* [PROBLEM DESCRIPTION] Edit the lines starting at the one containing "# point at: grass" and ending at the final line of the collection entries, replacing "photo" with "image" and leaving everything else unchanged. Leave the pictures out of your answer.

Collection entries
· · · · · · ·
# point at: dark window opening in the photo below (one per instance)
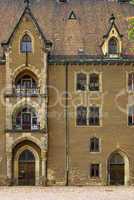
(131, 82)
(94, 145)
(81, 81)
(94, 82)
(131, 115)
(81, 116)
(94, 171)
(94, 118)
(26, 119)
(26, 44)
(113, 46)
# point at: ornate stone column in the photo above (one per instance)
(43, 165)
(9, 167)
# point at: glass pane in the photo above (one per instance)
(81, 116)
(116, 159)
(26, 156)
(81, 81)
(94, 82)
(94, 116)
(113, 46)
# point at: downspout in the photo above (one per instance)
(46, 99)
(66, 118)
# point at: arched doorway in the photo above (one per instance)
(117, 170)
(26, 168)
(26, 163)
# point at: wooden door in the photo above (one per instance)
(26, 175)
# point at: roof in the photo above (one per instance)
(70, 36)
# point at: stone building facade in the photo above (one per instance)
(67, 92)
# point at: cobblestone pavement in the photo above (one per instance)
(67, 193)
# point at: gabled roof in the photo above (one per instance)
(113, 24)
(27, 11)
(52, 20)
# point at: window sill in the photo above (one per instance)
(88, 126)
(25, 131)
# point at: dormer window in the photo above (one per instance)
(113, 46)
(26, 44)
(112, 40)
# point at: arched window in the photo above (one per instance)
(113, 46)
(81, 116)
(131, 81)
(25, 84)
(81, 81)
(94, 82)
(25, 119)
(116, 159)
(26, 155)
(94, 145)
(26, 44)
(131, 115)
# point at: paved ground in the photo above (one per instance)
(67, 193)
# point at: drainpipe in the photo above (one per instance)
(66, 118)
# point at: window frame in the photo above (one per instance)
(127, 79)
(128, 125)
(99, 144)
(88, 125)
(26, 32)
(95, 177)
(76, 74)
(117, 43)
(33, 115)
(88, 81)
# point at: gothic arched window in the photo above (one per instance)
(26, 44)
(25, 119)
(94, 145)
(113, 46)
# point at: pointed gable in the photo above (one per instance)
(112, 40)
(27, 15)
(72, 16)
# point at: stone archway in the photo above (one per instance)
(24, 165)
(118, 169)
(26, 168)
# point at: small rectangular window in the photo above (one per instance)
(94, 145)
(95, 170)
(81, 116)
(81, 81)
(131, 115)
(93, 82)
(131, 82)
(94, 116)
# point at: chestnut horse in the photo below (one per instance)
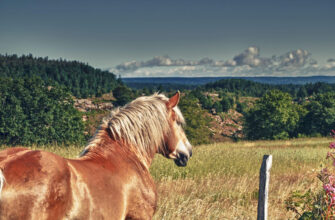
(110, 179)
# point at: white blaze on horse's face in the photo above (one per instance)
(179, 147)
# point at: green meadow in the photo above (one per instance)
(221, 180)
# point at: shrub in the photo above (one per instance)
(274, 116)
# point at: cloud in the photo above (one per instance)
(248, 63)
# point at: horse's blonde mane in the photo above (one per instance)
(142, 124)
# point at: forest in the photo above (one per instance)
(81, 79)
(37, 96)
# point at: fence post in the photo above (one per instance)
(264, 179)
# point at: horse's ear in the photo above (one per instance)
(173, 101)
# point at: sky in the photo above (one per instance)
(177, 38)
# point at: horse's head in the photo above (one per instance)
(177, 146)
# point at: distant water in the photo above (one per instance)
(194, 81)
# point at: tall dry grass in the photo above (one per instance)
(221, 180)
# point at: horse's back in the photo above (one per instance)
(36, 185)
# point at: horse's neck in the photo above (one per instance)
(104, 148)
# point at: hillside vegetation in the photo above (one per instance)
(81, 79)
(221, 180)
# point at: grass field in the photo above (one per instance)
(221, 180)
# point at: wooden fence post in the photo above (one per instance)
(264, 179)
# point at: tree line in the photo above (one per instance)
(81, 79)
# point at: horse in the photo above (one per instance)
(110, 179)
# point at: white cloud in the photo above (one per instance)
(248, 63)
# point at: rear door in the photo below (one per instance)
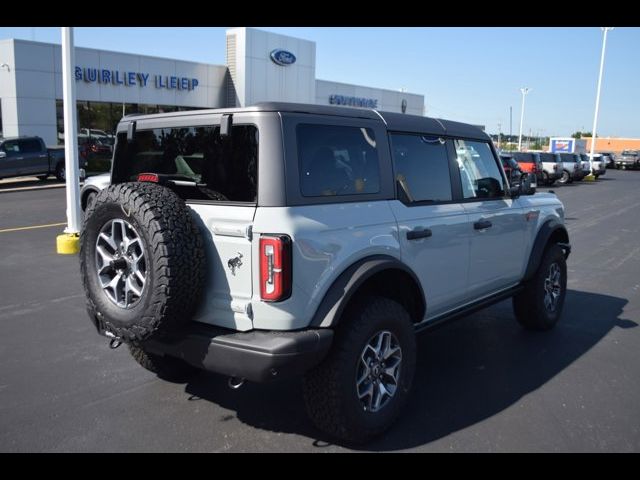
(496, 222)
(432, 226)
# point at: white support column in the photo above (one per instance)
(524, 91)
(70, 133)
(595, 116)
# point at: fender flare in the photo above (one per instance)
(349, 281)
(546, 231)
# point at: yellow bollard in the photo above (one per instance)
· · · · · · ·
* [SOLUTION FOR THIS TASK]
# point at: grass field in the image above (one per instance)
(221, 180)
# point at: wooden fence post in the image above (one per instance)
(264, 179)
# point at: tree line in the image above (one per instance)
(81, 79)
# point at: horse in the image above (one per instance)
(110, 179)
# point at: white cloud in the image above (one per instance)
(248, 63)
# point at: rear door in the image below (one per instance)
(496, 222)
(432, 226)
# point at: white support column in the image above (one per instance)
(524, 91)
(70, 133)
(595, 116)
# point at: fender flare in the image above (one per instance)
(349, 281)
(546, 231)
# point at: yellow bollard in the image above (one per instance)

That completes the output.